(HealthDay)—More than 40 percent of radiologists separated from at least one practice in recent years, according to a study published online Nov. 13 in the Journal of the American College of Radiology.
Stefan Santavicca, from the Georgia Institute of Technology in Atlanta, and colleagues assessed recent trends and characteristics in radiologist-practice separation across the United States using the Medicare Physician Compare and Medicare Physician and Other Supplier Public Use File data sets, with 25,228 radiologists linked to 4,381 associated group practices (2014 to 2018).

# # #

◆ **Problem A**
Using the radiologist-separation news item, explain in one to three sentences how the researchers were able to study separations between radiologists and practices across the United States.
◆ **Problem B**
Extend the news item on radiologists leaving their practices, starting after its final sentence.

# # #

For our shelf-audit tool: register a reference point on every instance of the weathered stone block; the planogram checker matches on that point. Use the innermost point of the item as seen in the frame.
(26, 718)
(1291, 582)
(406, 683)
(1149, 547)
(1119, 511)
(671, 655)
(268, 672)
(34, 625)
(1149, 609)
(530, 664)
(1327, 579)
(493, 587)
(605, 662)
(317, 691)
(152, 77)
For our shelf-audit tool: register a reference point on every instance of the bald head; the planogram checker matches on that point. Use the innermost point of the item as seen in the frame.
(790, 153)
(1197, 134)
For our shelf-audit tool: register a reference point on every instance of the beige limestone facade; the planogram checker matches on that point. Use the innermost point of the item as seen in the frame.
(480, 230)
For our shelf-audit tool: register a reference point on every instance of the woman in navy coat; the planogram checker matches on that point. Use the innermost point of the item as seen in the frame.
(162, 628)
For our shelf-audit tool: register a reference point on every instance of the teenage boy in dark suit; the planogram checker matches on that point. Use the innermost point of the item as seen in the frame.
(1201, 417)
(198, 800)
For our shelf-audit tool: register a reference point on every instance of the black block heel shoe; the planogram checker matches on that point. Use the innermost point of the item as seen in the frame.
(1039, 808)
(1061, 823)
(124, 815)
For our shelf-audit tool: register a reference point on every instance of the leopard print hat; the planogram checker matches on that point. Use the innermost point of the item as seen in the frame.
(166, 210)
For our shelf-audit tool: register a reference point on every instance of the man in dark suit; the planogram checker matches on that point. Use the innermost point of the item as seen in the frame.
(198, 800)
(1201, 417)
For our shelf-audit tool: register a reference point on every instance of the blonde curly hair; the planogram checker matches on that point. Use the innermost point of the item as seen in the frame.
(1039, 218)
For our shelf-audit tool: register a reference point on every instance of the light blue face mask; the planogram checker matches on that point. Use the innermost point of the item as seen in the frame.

# # #

◆ **Answer area A**
They used the Medicare Physician Compare and the Medicare Physician and Other Supplier Public Use File data sets. These linked 25,228 radiologists to 4,381 group practices over 2014 to 2018.

◆ **Answer area B**
The researchers found that 41.1 percent separated from at least one group practice during the study period, with annual separation rates increasing 38.4 percent over time (13.8 percent from 2014 to 2015 to 19.2 percent from 2017 to 2018). There was geographical variation noted in radiologist-practice separation rates, ranging from 26.3 percent in Virginia to 57.4 percent in Utah. For general radiologists, separation rates were 42.8 percent compared with 38.2 percent for subspecialty radiologists, with further variation by subspecialty (from 33.5 percent for cardiothoracic radiologists to 43 percent for breast imagers). Independent positive predictors of radiologist-practice separation included early-career status (odds ratio [OR], 1.286) and late-career status (OR, 1.554). Independent negative predictors of separation included larger practice size (OR, 0.795), radiology-only (versus multispecialty) groups (OR, 0.468), academic (versus nonacademic) practice (OR, 0.709), as well as abdominal (OR, 0.820), musculoskeletal (OR, 0.659), and neuroradiology (OR, 0.895) subspecialization.
“The U.S. radiologist workforce is highly and increasingly mobile,” the authors write.